(Trecho da página)

Ao julgar procedente a ação, e admitir existência do dano moral, a juíza recorreu novamente ao Código do Consumidor e também ao Código Civil, e ponderou. “Não se discute, também, que seja lícita a atividade de vender cigarros exercida pela ré, e que o produto não contenha defeito, pois essas são questões irrelevantes diante da responsabilidade objetiva determinada pelo artigo 12 do Código de Defesa do Consumidor e pelo artigo 927, parágrafo único, do Código Civil, e que portanto independe da licitude do comportamento ou ainda da verificação da sua culpa do causador do dano, bastando o nexo causal entre o produto vendido e o dano, aliado à ausência de culpa de terceiro ou da vítima, para a caracterização de sua responsabilidade.”
“E não se olvide que a requerida (fabricante do cigarro) não forneceu ao consumidor todas as informações necessárias sobre o produto,mormente em se tratando da possibilidade de dano à saúde, portanto descumpriu a Legislação Consumeirista. O dano moral, por sua vez, é inafastável diante da doença enfrentada pela autora, mal físico infligido pelo consumo do produto fornecido pela ré. Para indenizá-lo, considerando grave o dano, e tendo em conta a função punitiva e pedagógica da verba, mas também o principio da moderação, fixo a quantia de R$ 20.000,00. Daí a procedência da ação.”
O valor da indenização terá correção monetária a partir da sentença e juros de mora desde a citação, mais as custas processuais e honorários advocatícios de 15% do valor da condenação.
COM A PALAVRA, O ADVOGADO PAULO ESTEVES
O advogado Paulo Esteves, autor da ação contra a Souza Cruz, disse que a sentença da 15.ª Vara Cível da Capital, de 5 de dezembro de 2015, “abre caminho para outros fumantes pleitearem o mesmo direito”.
Paulo Esteves observou que mais importante que o valor da indenização a ser pago a Dolores Consuelo Zigler é que “muitos outros fumantes poderão seguir o caminho da Justiça para alcançar justa indenização pelos males sofridos”.
Nos autos do processo, segundo a juíza Celina Dietrich Trigueiros Teixeira Pinto, a Souza Cruz alegou que a decisão sobre fumar ou não coube unicamente à autora (Dolores) e que exerce atividade lícita.

(Tarefas e exercícios)
(1) As afirmações (a), (b) e (c) concordam com o trecho? Responda sim ou não a cada uma e cite entre aspas as palavras do trecho que decidem a resposta. (a) A juíza fixou a indenização em R$ 20.000,00. (b) Os honorários advocatícios correspondem a 10% do valor da condenação. (c) A Souza Cruz alegou que a decisão de fumar coube unicamente à autora.
(2) Segundo o trecho, que vara proferiu a sentença?
(3) Reescreva em forma de lista, sem perder os fatos principais, o parágrafo do trecho que começa com "“E não se olvide que a requerida".
A listagem que vem depois do trecho não é necessária.

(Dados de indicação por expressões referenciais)
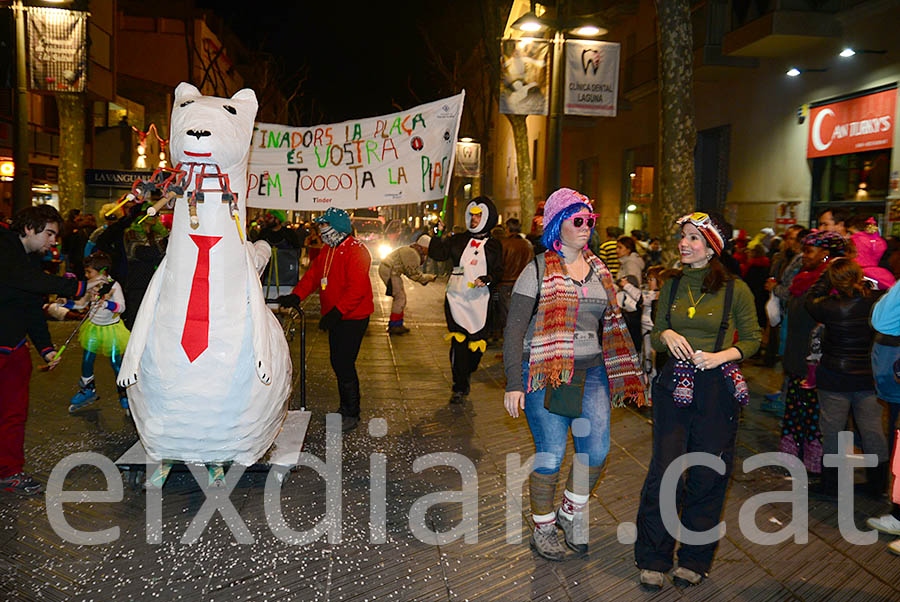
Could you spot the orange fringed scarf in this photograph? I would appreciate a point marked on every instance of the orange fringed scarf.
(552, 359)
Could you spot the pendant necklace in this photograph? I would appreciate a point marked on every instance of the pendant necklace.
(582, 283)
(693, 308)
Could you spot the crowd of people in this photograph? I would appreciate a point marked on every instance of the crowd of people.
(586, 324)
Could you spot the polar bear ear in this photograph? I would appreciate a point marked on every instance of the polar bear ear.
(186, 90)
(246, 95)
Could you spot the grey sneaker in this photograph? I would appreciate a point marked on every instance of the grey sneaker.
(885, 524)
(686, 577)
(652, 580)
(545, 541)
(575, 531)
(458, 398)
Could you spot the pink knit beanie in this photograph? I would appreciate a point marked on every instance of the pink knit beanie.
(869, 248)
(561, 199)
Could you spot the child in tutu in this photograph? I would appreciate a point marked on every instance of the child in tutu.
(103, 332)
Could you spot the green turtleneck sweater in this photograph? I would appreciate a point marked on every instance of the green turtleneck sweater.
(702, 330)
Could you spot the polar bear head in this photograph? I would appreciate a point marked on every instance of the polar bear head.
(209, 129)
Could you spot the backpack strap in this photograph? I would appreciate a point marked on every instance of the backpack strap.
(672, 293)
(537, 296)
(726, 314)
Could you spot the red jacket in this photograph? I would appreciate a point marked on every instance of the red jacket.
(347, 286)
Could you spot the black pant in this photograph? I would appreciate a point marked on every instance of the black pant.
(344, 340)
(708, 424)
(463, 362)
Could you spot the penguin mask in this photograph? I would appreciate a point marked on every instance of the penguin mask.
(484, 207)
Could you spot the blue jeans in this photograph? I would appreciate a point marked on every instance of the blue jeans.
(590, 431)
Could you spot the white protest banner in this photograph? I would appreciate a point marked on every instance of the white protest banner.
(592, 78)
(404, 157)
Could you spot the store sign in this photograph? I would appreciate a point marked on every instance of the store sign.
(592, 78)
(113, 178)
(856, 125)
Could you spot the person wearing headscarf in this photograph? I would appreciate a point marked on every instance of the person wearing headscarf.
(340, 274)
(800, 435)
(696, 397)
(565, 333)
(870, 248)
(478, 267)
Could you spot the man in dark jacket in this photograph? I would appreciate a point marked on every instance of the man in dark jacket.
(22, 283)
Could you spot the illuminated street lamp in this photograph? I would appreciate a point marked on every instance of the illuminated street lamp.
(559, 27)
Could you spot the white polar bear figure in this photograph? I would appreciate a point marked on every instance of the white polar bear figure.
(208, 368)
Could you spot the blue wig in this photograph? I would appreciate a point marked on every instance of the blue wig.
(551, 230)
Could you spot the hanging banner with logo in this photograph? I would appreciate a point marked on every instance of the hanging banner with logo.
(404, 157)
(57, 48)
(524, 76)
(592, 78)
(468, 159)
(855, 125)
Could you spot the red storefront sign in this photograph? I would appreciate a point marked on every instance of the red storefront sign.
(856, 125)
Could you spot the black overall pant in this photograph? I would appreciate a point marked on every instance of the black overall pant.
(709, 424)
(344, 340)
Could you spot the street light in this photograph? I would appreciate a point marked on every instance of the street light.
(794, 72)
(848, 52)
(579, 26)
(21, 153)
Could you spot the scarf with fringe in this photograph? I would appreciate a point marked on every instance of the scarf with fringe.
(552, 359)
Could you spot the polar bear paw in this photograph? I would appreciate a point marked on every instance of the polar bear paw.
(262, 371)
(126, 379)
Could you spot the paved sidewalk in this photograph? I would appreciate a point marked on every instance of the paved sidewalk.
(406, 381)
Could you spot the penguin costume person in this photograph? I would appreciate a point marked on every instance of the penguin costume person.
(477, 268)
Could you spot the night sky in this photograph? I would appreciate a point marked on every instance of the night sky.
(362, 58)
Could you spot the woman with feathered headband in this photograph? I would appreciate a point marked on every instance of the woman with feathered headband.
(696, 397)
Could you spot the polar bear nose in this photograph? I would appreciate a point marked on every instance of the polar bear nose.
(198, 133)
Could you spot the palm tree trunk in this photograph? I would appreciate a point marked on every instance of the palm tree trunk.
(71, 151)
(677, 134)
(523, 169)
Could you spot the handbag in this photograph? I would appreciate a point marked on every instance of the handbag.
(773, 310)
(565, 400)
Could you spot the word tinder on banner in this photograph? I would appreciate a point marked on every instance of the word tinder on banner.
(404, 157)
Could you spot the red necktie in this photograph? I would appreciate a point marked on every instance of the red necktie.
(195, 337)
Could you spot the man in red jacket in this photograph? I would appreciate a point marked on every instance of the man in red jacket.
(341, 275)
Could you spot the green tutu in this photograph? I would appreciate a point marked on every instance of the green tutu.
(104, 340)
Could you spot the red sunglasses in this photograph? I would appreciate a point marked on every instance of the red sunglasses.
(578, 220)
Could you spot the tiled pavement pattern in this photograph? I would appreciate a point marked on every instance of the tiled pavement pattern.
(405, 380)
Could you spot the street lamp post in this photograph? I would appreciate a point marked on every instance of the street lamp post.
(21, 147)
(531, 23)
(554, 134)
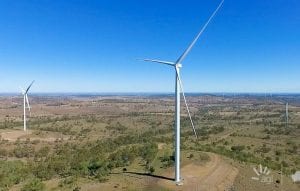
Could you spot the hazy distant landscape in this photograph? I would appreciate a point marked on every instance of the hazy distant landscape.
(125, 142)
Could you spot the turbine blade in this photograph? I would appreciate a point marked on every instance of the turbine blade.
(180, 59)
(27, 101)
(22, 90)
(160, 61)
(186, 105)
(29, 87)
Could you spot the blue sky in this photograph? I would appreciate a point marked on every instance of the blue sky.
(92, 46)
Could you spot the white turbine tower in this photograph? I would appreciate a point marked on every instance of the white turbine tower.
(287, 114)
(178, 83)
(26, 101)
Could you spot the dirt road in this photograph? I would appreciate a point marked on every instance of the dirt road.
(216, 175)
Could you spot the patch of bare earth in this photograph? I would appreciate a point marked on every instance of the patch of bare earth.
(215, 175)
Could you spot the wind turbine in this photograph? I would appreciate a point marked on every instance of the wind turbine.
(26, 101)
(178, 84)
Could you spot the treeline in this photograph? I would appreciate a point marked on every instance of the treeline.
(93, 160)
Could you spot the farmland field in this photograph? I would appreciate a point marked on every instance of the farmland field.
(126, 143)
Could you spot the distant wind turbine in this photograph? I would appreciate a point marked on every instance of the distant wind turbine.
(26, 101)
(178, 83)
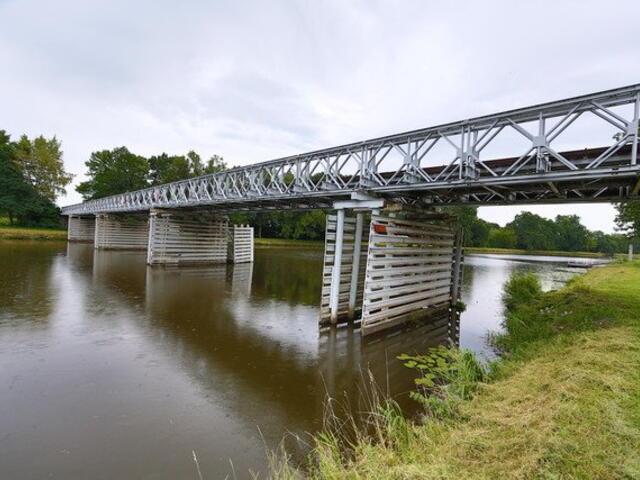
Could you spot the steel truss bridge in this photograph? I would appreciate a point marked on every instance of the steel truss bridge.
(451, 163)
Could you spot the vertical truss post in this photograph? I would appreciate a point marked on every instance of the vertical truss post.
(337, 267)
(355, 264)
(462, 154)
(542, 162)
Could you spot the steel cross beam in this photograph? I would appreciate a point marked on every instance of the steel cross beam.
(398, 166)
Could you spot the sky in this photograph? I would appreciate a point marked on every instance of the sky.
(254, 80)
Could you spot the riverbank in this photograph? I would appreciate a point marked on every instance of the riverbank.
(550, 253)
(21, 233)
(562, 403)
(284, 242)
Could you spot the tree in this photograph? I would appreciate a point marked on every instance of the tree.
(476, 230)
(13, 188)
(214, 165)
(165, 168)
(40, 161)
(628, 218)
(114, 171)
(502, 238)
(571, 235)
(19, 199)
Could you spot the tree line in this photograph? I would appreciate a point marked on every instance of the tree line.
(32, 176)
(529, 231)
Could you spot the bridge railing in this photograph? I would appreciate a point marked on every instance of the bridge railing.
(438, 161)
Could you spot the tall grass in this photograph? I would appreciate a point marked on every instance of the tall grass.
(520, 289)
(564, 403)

(Lista de respostas)
(1)
(a) Sim: "fixo a quantia de R$ 20.000,00".
(b) Não: "honorários advocatícios de 15% do valor da condenação".
(c) Sim: "a decisão sobre fumar ou não coube unicamente à autora (Dolores)".

(2) A 15.ª Vara Cível da Capital.

(3)
- A fabricante do cigarro não forneceu ao consumidor todas as informações necessárias sobre o produto, sobretudo sobre a possibilidade de dano à saúde, e assim descumpriu a legislação consumerista.
- O dano moral é inafastável diante da doença da autora, causada pelo consumo do produto da ré.
- A indenização foi fixada em R$ 20.000,00, considerando a gravidade do dano, a função punitiva e pedagógica da verba e o princípio da moderação.
- A ação foi julgada procedente.